::: TEXT EXTRACT
Organized labor won big in Missouri right-to-work election. What should unions do next?

Union members and leaders celebrated overturning Missouri’s right to work law in August at Pipefitters Local 533 Hall in Kansas City.
Union members and leaders celebrated overturning Missouri’s right to work law in August at Pipefitters Local 533 Hall in Kansas City. The Star

Organized labor won an important and needed victory Tuesday when Missourians overwhelmingly rejected a so-called right-to-work proposal in the state.

The measure would have allowed private non-union workers in Missouri to enjoy the benefits of collectively bargaining without paying the union that negotiated the contract. Supporters claimed the change would give workers “freedom,” when the real purpose was to lower wages across Missouri.

We urged voters to reject Proposition A.

Now, though, organized labor has a responsibility to the 937,000 Missourians who opposed Prop A, and indeed to the entire state, to think about its approach to several public policy issues.
::::::
GIVEN TASK:
Answer these questions using the editorial on Missouri's right-to-work vote:
1. At which hall did union members and leaders celebrate overturning the law?
2. Which proposition did the editorial urge voters to reject?
3. How many Missourians opposed that proposition?
The records that follow come from a different source than the editorial.
::: EXTRACTED DATA
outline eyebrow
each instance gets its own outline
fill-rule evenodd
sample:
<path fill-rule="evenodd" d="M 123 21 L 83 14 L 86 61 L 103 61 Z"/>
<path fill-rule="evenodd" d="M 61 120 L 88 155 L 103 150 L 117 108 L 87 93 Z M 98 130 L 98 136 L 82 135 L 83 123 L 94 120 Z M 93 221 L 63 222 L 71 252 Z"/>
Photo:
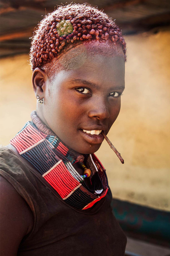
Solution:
::::::
CORRECT RESULT:
1. Pipefitters Local 533 Hall in Kansas City
2. Proposition A
3. 937,000